## Things to do:
**A.** In the article on the EU Constitution below, about what share of eligible voters took part in the French referendum?
**B.** Carry on the article on the EU Constitution below, picking up right after its final sentence.

Document extract start

Is the constitution dead?

DESPITE opinion polls predicting a 'Non' before the May 29 referendum on the EU Constitution, the decisive nature of the French rejection still surprised many political commentators.

EP deputies campaigned hard for a 'YES' vote.
photo: TASR

DESPITE opinion polls predicting a 'Non' before the May 29 referendum on the EU Constitution, the decisive nature of the French rejection still surprised many political commentators.

Conventional wisdom before the referendum had suggested that the higher the turnout, the better the chances it would pass. Therefore, the fact that almost 70 percent of eligible voters took part is what makes the victory for the opposition to the EU Constitution all the more remarkable.

In order to understand and interpret the result, though, we first need more analysis of voting patterns across France and its various social groups.

French public debate leading up to the referendum focussed largely on issues that had at best very little direct, or even indirect, bearing on the EU Constitution's contents and possible implications, leaving many French voters still asking the underlying question about both the political and geographic limits of EU governance.

Therefore, understanding French concerns and fears may in some respects help us learn more about broadly shifting public attitudes vis-a-vis the Union. Although preliminary results indicated a somewhat predictable gap between French city voters (in favour) and voters from the countryside (against), a more intriguing gap emerged between the older generation (more people voting in favour of the Constitution) and younger voters (many rejecting the constitutional treaty). This suggests that a detailed examination of the results might not only provide a good lesson for France and offer a remedy out of the current crisis within the Fifth Republic, but address matters that concern all EU member states.

Most tangibly, of course, it would address that fact that the constitutional treaty seems both legally and politically dead in its current form. Successful ratification by all 25 member states was an essential condition. That's why, and especially after Sunday, the term 'constitutional treaty' rather than 'EU Constitution' seems more pertinent. Can any remains of the treaty be saved? Two possible scenarios come to mind.

First, and more realistically, I think the parts of the treaty that are a matter of some broad consensus among the EU member states and already under construction, such as the establishment of the EU's External Action Service, might be salvaged through a political agreement at the highest level, as they do not require a change in the founding treaties. However, the most far-reaching and controversial parts of the EU Constitution, such as the new definition of qualified majority voting or the establishment of a permanent President of the European Council, are extremely unlikely to come into effect.

This plain conclusion would appear to be: let's forget about fundamental institutional and political changes within the EU-25, at least until a different generation of political leaders comes around. For now, we shall have to linger on with what we have managed to agree on thus far.

The second scenario that has been suggested by many EU leaders boils down to continuing with the ratification process in all those countries that have yet to vote on the constitutional treaty. Frankly, I do not see this as a viable option. How can the leaders of other EU member states motivate their voters when the significance of any future referendum is highly questionable? What would the practical consequence of a Dutch, Czech or English person voting 'Yes' be after France's decisive 'No'?

Document extract end
Supplied data start

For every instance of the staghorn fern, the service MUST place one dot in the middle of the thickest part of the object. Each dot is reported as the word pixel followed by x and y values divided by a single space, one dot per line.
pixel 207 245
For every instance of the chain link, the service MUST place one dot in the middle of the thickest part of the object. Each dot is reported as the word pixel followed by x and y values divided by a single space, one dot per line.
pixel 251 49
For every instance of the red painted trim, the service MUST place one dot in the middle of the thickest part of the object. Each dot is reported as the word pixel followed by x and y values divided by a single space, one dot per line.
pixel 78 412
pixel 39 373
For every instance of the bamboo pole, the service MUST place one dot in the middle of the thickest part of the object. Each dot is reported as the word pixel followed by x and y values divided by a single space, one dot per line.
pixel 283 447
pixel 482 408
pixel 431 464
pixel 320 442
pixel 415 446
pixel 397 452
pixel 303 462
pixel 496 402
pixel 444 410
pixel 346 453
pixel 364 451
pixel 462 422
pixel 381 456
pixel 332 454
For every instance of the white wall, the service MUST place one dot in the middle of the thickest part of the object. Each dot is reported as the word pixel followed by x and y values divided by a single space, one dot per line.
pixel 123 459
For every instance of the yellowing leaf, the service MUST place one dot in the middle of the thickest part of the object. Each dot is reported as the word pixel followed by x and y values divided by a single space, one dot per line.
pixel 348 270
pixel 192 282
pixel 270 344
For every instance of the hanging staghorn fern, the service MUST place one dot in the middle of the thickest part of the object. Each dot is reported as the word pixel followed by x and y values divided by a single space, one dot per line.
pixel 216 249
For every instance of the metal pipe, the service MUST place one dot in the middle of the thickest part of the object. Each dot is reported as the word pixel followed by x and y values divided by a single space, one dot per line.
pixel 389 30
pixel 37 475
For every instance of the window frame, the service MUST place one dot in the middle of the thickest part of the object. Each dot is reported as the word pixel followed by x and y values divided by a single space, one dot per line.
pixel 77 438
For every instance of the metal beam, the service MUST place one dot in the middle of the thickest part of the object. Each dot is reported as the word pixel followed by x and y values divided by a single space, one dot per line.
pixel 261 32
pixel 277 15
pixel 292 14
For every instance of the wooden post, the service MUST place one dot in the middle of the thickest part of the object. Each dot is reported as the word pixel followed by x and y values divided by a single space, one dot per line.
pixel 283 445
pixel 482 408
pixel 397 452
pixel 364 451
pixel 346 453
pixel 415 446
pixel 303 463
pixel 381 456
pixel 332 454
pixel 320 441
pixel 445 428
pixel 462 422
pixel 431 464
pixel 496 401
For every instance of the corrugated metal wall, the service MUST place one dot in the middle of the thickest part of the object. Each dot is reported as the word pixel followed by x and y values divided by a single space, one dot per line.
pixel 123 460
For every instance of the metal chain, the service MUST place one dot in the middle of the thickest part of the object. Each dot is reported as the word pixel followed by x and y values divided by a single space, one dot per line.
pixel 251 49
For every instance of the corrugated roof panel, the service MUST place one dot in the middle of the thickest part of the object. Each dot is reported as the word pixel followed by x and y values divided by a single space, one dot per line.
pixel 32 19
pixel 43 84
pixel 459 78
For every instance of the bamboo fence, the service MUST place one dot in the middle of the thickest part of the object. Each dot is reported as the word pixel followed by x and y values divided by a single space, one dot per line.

Supplied data end
Supplied data start

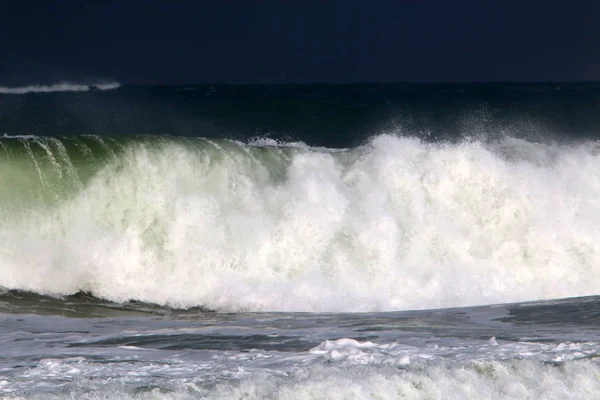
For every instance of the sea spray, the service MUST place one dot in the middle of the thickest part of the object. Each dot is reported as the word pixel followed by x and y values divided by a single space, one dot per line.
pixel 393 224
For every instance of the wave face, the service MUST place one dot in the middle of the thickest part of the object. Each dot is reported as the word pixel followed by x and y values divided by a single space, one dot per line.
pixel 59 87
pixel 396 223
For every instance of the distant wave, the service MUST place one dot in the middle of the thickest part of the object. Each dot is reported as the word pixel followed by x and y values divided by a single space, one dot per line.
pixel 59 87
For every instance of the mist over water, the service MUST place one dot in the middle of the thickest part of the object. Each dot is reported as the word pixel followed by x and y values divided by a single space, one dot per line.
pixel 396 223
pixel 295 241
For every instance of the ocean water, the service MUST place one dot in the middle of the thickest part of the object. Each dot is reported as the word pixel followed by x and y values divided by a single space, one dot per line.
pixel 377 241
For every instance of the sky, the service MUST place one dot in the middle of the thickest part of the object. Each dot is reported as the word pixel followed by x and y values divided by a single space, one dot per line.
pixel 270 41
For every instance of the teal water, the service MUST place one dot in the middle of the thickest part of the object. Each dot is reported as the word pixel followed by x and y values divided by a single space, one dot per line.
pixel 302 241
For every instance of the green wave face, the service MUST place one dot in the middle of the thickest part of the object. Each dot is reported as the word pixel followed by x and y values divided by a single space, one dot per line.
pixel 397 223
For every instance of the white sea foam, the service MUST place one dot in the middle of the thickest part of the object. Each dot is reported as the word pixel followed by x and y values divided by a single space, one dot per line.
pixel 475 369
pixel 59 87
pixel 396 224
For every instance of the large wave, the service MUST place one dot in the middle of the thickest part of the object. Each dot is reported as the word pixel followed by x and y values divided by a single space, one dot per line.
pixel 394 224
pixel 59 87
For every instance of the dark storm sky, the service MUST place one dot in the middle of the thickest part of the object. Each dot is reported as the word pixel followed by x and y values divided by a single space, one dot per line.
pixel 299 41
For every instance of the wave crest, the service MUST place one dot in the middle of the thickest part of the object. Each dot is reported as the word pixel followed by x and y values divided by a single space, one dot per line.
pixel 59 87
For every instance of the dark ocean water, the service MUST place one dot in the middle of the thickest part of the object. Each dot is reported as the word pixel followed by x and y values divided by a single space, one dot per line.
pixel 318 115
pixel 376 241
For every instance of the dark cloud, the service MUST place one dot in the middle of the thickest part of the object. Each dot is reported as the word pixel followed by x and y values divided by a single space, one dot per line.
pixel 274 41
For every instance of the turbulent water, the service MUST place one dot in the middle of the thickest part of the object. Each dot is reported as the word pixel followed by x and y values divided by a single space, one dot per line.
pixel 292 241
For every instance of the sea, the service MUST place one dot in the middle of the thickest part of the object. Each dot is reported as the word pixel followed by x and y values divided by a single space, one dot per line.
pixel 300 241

Supplied data end

## Responses in order:
**A.** Almost 70 percent of eligible voters took part.

**B.**
The political elite faces the fundamental problem of having no clear incentives for the voters. Of course, all those countries, whose leaders had originally committed to a referendum, could suddenly decide to ratify in parliament and create pressure for France to come aboard. However, such a turn of plans would cast real doubt on the legitimacy of the whole process. In addition, and more importantly, it offers no way of resolving the key problem of the French "No".

Two ways - a new referendum or re-negotiation of the constitutional treaty - have been suggested as a way of overcoming the result of Sunday's vote. I do not think that either one offers light at the end of the tunnel. First, taking into account the tradition of French democracy, another referendum on the same issue and the same question is very hard to imagine, even if France's political landscape changed and President Chirac's government were replaced. Therefore, most French analysts and politicians rule out the chance of a new vote.

Second, any future re-opening of treaty negotiations hardly guarantees a new agreement. On the contrary, given the difficulties with achieving consensus on the current text, I believe that any new talks on the EU Constitution would most likely produce more mess and not a single, mutually agreeable outcome.

After all, major French concerns over the EU Constitution had to do with the state of domestic politics and a belated debate on the effects of EU enlargement, combined with fears of starting EU entry talks with Turkey, and a rather peculiar interpretation of the constitutional treaty as a springboard for implementing a neo-liberal economic and social agenda within the EU.

That last point seems particularly strange because the text of the EU Constitution is politically fairly neutral and principally offers a framework for making and implementing concrete policies by EU institutions in the future.

In conclusion, there is no ready answer to the questions of what and how the EU member states ought to re-negotiate in order to satisfy France's objections.

We must go back to the drawing board, but the chalk is likely to stay untouched for some time. Instead, the Union will face a period of tough consolidation with many protracted negotiations.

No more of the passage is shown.